[START OF DATA]
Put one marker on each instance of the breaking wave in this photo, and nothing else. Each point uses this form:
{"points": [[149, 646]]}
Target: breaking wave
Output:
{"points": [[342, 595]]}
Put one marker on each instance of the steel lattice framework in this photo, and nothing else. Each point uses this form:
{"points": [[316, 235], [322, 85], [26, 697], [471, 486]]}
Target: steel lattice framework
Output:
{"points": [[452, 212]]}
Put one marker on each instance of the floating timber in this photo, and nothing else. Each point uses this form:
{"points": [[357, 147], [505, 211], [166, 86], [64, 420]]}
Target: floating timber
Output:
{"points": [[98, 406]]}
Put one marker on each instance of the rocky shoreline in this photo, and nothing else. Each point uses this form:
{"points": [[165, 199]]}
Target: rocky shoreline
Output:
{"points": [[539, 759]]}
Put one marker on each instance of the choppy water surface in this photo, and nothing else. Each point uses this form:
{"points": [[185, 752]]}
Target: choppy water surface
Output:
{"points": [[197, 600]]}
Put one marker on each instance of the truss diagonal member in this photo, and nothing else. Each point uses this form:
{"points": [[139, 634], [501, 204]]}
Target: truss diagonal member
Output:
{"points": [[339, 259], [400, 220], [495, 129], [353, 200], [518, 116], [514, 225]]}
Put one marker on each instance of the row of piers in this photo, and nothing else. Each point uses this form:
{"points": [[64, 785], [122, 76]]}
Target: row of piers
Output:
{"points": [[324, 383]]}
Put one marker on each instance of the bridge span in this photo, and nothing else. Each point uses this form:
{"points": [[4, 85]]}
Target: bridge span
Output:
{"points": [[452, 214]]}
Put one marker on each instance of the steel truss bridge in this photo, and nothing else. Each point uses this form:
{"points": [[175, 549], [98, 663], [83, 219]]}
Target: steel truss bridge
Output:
[END OF DATA]
◆ **GIVEN PROBLEM**:
Copy everything from the line containing "Put one marker on each instance of the row" down to the end of the rows, requests included, and scale every point coordinate in the answers by 0.25, rounding to whole numbers with halves going up. Leave the coordinates in the requests' format samples unchanged.

◆ **SOLVED EXERCISE**:
Put one marker on each instance of the row of piers in this photo, and nothing else. Each point uses this form:
{"points": [[64, 785], [122, 76]]}
Target: row of piers
Output:
{"points": [[81, 96]]}
Put one marker on each instance of the bridge span in this photo, and nothing else. Each point uses this form:
{"points": [[4, 85]]}
Target: bridge span
Output:
{"points": [[113, 54]]}
Put one marker on each instance of the steel truss bridge in this photo, and nothing else. Each point uses this form:
{"points": [[175, 549], [98, 663], [83, 219]]}
Target: steel truss bridge
Output:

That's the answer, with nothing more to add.